───── ARTIKEL ─────
So habe sie am Vormittag den Chef des Prothesenherstellers Waldemar Link getroffen, dessen Zentrale mit etwa 500 der weltweit 1200 Beschäftigten von Norderstedt in die Kurstadt verlagert werden soll. 30 Baugenehmigungsordner seien ihr gezeigt worden, die das Ansiedlungsinteresse dokumentierten. „Das ist ein großer Erfolg für unsere Stadt“, sagte Jeske. Und für all diese und andere Mitarbeitenden müsste es vor Ort Wohnungen geben.
CDU ist als einzige Partei gegen das Wohnbauprojekt
Was CDU-Fraktionschef Volker Wrage nicht glauben mag. Die Mitarbeitenden von Link würden ja nicht alle ihre bisherigen Wohnungen in Norderstedt und Umgebung aufgeben. Vielleicht gelte das für 100 Leute, mutmaßt er. Für die gebe es auch jetzt schon genügend Wohnraum. Zumal an der Bimöhler Straße oder am Großenasper Weg noch Platz für neuen Wohnraum vorhanden sei, der anders als im Auenland unproblematisch für Mensch und Natur wäre. Im Auenland könnte sich die CDU „nur eine ganz kleine Bebauung“ vorstellen, so Wrage.
Doch damit steht die CDU auf der politischen Bühne allein da. „Das Auenland-Quartier ist gut und sollte weiter verfolgt werden“, sagte Bredfeldt im Namen der Grünen. „Wir werden weiter zu diesem Wohnprojekt im Auenland stehen. Es ist dringend notwendig für unsere Stadt“, sagte SPD-Fraktionschef Jan-Uwe Schadendorf. Solche Projekte, die mit Geothermie, Nahwärme, Fotovoltaik und Solarthermie eine klimaschonende Energieversorgung planten, wie es die Deutsche Habitat vorhabe, ließen sich nur in einer bestimmten Größe des Baugebiets verwirklichen.
─────
*AUFGABE 1*
Beantworte anhand des Artikels:
(a) Wie viele der weltweit 1200 Beschäftigten von Waldemar Link sollen mit der Zentrale in die Kurstadt kommen?
(b) Für wie viele Leute gilt laut Wrages Vermutung, dass sie ihre Wohnungen aufgeben?
(c) In wessen Namen äußerte sich Bredfeldt?
*AUFGABE 2*
Mit welchen Formen der Energieversorgung plant die Deutsche Habitat laut dem Artikel? Nenne sie alle.
Stütze dich ausschließlich auf den Artikel.
───── AUSGANGSDATEN ─────
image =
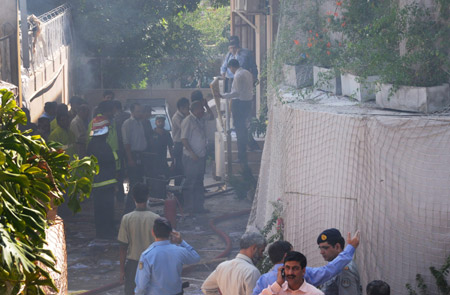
─────
*ANTWORT 1*
(a) Etwa 500.
(b) Vielleicht für 100 Leute.
(c) Im Namen der Grünen.

*ANTWORT 2*
Geothermie, Nahwärme, Fotovoltaik, Solarthermie